====== Dataset records

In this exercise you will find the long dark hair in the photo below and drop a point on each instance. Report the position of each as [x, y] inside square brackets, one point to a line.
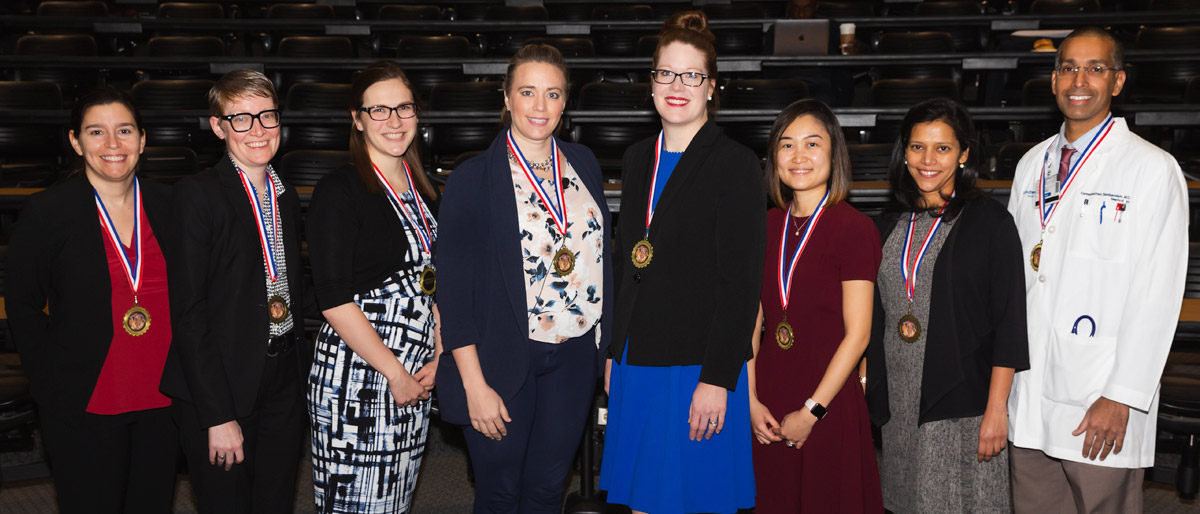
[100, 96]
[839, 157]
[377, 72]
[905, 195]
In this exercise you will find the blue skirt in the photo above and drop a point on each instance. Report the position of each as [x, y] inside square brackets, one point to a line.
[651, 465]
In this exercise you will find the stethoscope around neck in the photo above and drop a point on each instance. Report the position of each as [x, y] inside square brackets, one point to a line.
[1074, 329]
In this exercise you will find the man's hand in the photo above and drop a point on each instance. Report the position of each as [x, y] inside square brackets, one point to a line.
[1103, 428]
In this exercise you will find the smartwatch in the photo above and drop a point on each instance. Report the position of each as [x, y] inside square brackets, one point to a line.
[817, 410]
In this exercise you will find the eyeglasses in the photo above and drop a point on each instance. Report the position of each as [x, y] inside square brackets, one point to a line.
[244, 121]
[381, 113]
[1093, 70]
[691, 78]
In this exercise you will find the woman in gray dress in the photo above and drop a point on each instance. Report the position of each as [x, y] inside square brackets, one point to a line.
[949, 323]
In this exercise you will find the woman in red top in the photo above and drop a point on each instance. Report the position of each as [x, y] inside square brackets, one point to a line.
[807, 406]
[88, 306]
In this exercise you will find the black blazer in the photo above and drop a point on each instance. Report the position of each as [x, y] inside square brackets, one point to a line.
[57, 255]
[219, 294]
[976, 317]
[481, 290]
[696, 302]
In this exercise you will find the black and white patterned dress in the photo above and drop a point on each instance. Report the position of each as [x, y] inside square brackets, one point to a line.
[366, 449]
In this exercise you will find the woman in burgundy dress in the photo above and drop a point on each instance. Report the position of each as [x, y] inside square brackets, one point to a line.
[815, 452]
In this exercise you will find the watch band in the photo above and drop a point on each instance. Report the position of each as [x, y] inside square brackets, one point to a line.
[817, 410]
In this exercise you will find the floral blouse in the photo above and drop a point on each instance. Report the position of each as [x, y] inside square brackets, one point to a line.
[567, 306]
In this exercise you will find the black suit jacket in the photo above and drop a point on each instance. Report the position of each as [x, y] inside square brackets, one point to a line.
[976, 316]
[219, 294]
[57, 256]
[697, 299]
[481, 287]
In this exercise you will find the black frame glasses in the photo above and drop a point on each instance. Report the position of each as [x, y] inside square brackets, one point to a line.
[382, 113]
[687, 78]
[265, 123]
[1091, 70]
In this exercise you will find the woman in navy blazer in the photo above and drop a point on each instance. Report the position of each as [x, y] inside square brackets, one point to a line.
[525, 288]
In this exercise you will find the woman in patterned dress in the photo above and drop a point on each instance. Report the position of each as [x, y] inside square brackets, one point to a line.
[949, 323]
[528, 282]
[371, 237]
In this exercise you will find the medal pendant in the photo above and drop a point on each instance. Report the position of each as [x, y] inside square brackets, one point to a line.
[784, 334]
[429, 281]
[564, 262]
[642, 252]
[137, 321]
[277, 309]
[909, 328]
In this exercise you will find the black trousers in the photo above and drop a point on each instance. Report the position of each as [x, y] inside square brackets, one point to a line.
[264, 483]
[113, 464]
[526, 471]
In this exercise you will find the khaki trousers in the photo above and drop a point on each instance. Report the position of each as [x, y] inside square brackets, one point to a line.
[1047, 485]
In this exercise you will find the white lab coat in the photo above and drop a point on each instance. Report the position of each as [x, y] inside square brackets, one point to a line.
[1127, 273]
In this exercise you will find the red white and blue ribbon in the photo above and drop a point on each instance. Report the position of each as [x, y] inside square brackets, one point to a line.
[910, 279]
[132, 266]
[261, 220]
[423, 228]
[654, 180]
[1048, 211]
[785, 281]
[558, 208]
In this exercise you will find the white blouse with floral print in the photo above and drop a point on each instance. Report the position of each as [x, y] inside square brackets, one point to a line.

============

(Goal of the exercise):
Can you reproduce, word for word, the part of the records that opens with the line containing "In this exercise you will find the woman in navy" and runs through the end of the records?

(Expected answer):
In this exercise you will find the woman in navy blazer in the photo above and drop a point on each instance. Report the position of each as [x, y] inside square brackets, one point to a line.
[525, 288]
In this exercise you will find the woman in patterned dress in the photo above and drop a point on each instance. Report the position of each as [x, y] inside square brackets, one point to a line.
[949, 323]
[528, 282]
[371, 237]
In this exercise you will find the medal pendant in the photo above and drop a point on each instance. Report the position of each as [x, y] inside square brackets, one point to a line.
[784, 334]
[429, 281]
[564, 262]
[642, 252]
[137, 321]
[277, 309]
[909, 328]
In this exercise you will find the black trousers in the photo above and drop a point on each instance. Report the position of each as [x, y] inside square brackets, one point to a line.
[264, 483]
[113, 464]
[526, 471]
In this exercise you will find the khaki trousers in the photo above and drop a point on each instance. Report the position of each as [x, y] inside square brackets, one point to a line.
[1047, 485]
In this exercise you will find the white lab coat in the photo above and drop a point on each instance. Report the position of each as [x, y] inside square brackets, one point to a line.
[1127, 273]
In this exercise you will find the red white and blue ribbon in the photo above and drop a point on each instance. Report the position of each as [x, y] inside square brackets, one point to a line.
[910, 279]
[132, 266]
[261, 220]
[423, 228]
[654, 180]
[1048, 211]
[785, 281]
[558, 208]
In this exercise you will find the white blouse with floral print in the photo above and drop a point on each instance. Report the position of each as [x, y] inside square brackets, one point to a line.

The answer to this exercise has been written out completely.